- **WHAT IS NEEDED**:
Line by line, print the records exactly.

Collection entries:
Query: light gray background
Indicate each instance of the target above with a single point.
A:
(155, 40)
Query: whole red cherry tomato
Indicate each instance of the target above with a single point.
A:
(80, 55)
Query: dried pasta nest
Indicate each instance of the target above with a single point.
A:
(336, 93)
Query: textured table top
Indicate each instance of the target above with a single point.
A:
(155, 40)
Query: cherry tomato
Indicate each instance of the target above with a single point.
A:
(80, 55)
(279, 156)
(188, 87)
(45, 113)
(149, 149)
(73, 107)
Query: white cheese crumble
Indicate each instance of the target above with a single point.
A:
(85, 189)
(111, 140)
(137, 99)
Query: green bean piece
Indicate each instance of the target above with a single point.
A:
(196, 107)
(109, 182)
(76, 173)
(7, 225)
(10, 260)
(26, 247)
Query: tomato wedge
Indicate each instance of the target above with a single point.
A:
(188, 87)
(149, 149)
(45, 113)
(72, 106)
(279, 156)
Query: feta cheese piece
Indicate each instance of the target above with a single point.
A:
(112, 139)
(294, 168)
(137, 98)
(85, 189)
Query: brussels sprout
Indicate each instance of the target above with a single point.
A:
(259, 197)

- **RESPONSE FOR THIS EXERCISE**:
Query: light gray background
Indicate each instance of the target above with a single point.
A:
(155, 40)
Query: whole red cherry tomato
Indicate each instance of the target above with a single point.
A:
(80, 55)
Query: dried pasta nest
Indicate each instance of the target above with a single point.
A:
(336, 93)
Query: textured table top
Indicate each instance of the target above with a single point.
A:
(155, 40)
Query: cherry tomato
Indicate each instance of the target above with a single point.
A:
(80, 55)
(279, 156)
(188, 87)
(45, 113)
(149, 149)
(73, 107)
Query: white cheese crumble
Indicate each instance of the target above with a single point.
A:
(85, 189)
(111, 140)
(137, 99)
Query: green bean piece
Indicate each instance of the target above with a single point.
A:
(196, 107)
(109, 182)
(76, 173)
(7, 225)
(10, 260)
(26, 247)
Query: tomato wedge
Indicate each instance of the target above with a single point.
A:
(188, 87)
(149, 149)
(45, 113)
(72, 106)
(279, 156)
Query: feta cheese piece
Indicate each instance of the target above with a single point.
A:
(112, 139)
(294, 168)
(137, 98)
(85, 189)
Query: brussels sprout
Indicate each instance of the target above with a single point.
A:
(259, 197)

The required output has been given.